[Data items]

☆ ☆ ☆ ☆ ☆

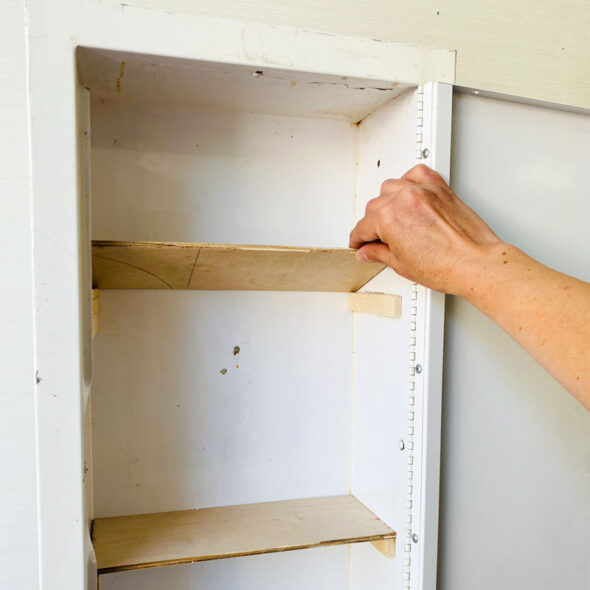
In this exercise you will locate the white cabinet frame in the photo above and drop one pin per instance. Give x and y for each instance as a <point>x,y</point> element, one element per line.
<point>62,318</point>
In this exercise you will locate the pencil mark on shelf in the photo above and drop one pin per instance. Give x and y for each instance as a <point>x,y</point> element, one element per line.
<point>193,268</point>
<point>135,266</point>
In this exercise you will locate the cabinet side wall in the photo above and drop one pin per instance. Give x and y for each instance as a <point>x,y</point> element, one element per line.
<point>19,561</point>
<point>387,148</point>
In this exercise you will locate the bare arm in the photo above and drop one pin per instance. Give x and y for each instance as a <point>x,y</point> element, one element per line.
<point>420,228</point>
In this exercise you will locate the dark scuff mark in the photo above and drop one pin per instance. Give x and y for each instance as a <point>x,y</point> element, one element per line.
<point>120,77</point>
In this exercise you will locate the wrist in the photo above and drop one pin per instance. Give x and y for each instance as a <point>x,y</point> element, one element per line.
<point>484,269</point>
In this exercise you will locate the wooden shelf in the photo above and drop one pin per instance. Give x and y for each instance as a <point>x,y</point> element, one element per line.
<point>169,538</point>
<point>174,265</point>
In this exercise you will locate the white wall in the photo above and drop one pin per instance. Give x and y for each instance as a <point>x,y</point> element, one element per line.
<point>516,458</point>
<point>18,500</point>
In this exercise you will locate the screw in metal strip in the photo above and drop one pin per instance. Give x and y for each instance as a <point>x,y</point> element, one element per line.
<point>412,337</point>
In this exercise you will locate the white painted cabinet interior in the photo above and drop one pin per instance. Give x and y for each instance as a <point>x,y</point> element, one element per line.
<point>515,489</point>
<point>218,398</point>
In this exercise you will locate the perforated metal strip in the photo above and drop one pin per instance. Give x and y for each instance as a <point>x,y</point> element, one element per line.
<point>407,572</point>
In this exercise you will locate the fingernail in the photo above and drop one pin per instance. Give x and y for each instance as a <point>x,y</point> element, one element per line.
<point>360,255</point>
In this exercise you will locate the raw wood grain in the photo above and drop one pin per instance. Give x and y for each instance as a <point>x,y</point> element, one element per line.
<point>384,304</point>
<point>168,538</point>
<point>173,265</point>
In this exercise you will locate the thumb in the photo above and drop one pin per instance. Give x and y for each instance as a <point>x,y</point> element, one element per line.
<point>374,252</point>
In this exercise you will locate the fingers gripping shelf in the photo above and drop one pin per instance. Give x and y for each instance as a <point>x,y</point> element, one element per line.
<point>168,538</point>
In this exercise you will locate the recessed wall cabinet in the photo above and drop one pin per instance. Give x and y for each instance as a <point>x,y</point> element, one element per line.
<point>225,388</point>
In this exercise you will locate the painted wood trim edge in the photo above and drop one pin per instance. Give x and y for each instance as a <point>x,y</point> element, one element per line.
<point>386,547</point>
<point>384,304</point>
<point>95,312</point>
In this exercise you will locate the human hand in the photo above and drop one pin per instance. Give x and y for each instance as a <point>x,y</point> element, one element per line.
<point>421,229</point>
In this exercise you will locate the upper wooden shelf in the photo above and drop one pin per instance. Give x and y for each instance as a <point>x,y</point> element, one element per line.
<point>174,265</point>
<point>168,538</point>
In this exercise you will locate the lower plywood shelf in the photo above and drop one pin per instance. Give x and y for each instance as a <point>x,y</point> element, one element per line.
<point>168,538</point>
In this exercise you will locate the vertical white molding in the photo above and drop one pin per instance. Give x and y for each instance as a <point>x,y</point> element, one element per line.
<point>436,153</point>
<point>19,557</point>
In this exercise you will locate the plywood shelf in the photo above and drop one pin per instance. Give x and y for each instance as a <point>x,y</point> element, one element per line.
<point>169,538</point>
<point>174,265</point>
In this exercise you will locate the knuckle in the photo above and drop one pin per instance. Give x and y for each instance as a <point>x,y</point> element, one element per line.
<point>425,173</point>
<point>414,197</point>
<point>388,184</point>
<point>372,204</point>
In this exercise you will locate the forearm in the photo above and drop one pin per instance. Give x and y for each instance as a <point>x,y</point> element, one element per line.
<point>546,312</point>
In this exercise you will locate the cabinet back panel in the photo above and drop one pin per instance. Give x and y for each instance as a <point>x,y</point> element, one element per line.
<point>182,420</point>
<point>171,173</point>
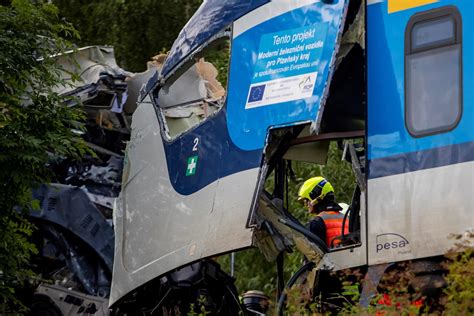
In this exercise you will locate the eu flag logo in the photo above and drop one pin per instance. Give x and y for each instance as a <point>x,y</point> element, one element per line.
<point>256,93</point>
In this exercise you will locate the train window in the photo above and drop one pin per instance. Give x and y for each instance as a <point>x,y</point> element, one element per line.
<point>433,71</point>
<point>198,92</point>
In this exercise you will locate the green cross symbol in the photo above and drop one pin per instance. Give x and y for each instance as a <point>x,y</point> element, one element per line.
<point>192,165</point>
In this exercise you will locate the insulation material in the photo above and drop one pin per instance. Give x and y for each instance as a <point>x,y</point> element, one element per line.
<point>209,73</point>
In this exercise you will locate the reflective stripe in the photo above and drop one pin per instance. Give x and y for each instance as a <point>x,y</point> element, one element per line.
<point>333,221</point>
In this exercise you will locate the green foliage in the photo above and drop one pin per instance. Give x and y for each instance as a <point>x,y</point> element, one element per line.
<point>33,126</point>
<point>137,29</point>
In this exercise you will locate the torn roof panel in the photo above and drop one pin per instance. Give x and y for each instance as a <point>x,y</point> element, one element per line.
<point>211,17</point>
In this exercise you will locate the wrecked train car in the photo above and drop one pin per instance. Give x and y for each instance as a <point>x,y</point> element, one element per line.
<point>388,74</point>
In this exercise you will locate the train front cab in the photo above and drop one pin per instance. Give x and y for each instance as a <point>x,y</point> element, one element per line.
<point>408,96</point>
<point>419,133</point>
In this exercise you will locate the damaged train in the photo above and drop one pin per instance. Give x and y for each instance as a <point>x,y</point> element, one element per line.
<point>385,78</point>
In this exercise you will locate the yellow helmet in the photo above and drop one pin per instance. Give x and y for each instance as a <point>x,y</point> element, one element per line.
<point>315,190</point>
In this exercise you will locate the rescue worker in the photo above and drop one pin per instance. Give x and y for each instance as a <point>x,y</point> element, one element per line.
<point>318,195</point>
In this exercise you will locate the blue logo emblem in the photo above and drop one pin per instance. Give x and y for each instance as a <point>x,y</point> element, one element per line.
<point>256,93</point>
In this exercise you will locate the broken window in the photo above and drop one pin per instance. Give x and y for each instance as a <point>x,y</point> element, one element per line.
<point>198,92</point>
<point>433,72</point>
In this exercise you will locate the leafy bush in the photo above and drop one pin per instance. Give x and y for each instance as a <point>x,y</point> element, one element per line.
<point>34,125</point>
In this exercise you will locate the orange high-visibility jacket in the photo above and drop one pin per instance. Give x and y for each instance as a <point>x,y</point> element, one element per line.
<point>333,221</point>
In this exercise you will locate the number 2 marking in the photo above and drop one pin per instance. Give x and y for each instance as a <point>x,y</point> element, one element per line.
<point>196,142</point>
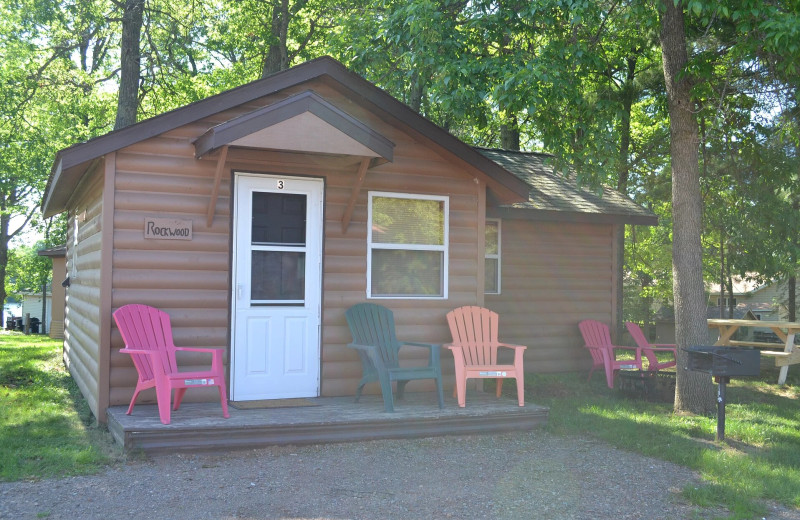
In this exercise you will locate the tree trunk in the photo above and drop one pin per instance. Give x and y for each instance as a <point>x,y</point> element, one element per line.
<point>694,391</point>
<point>628,95</point>
<point>721,301</point>
<point>130,63</point>
<point>277,54</point>
<point>4,239</point>
<point>509,133</point>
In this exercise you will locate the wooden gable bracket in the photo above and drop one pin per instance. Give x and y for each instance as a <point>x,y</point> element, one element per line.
<point>212,204</point>
<point>366,164</point>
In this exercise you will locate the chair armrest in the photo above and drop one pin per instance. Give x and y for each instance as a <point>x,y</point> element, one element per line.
<point>509,345</point>
<point>370,353</point>
<point>366,348</point>
<point>216,355</point>
<point>435,348</point>
<point>199,349</point>
<point>637,351</point>
<point>415,344</point>
<point>133,351</point>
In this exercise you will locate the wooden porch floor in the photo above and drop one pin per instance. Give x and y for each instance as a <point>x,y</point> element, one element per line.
<point>201,427</point>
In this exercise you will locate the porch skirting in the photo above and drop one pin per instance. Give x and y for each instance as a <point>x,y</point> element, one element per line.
<point>201,427</point>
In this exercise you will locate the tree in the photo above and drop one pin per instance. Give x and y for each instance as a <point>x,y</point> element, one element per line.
<point>693,390</point>
<point>130,63</point>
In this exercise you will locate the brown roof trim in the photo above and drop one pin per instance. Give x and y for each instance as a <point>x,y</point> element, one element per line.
<point>574,217</point>
<point>68,164</point>
<point>58,251</point>
<point>288,108</point>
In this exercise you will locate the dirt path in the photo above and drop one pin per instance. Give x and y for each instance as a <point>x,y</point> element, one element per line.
<point>510,476</point>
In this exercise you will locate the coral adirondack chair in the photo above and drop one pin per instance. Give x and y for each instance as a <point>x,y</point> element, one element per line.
<point>597,339</point>
<point>649,349</point>
<point>147,334</point>
<point>475,346</point>
<point>373,331</point>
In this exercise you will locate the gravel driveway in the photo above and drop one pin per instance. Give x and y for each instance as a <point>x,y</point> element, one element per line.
<point>514,476</point>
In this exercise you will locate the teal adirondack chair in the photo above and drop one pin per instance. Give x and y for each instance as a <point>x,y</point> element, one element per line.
<point>372,327</point>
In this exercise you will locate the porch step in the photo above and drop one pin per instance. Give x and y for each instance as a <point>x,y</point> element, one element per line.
<point>201,427</point>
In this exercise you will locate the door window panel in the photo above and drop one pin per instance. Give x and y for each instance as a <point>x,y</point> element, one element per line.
<point>278,255</point>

☆ ☆ ☆ ☆ ☆

▶ _EXERCISE_: Only output the lines from the one with "In this exercise you will locate the teal" through the end of the entries above, exactly as they are.

▶ _EXPECTED ANSWER_:
In this exercise you will locate the teal adirondack chair in the photo above and drop one pin per instance. Give x and y for each instance as a <point>x,y</point> element, one element per line.
<point>372,327</point>
In this exercise you will locate the porch step in the photo above and drop one pin per instance. Give x and y for each instance as a <point>x,y</point> element, one element per line.
<point>201,427</point>
In this exercise you will locate the door window panel in the photo above and drop one pin per instance. Give x and y for each instance as a <point>x,y</point> element, one element per line.
<point>278,255</point>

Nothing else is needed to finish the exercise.